Your objective: Every line of the listing that holds the word "sign" should be returned.

Listed entries:
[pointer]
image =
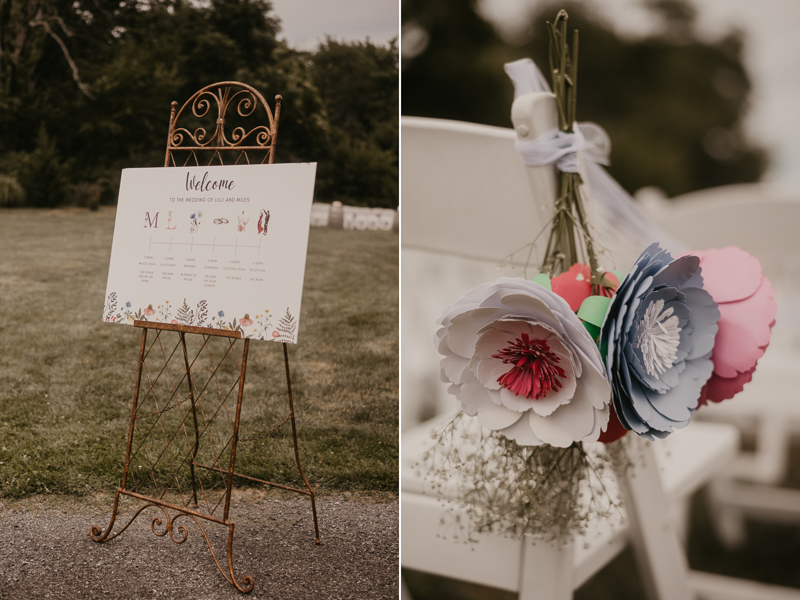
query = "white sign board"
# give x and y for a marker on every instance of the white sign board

...

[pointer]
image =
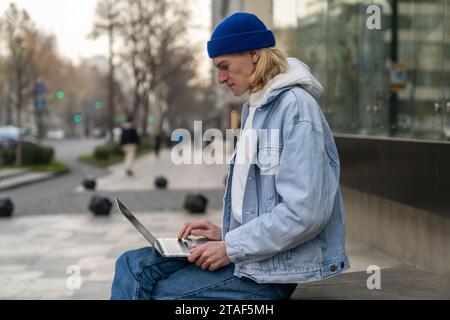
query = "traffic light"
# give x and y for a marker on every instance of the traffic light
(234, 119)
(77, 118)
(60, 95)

Exercise answer:
query = "white sign board"
# give x and y for a marker on every instance of the white sign board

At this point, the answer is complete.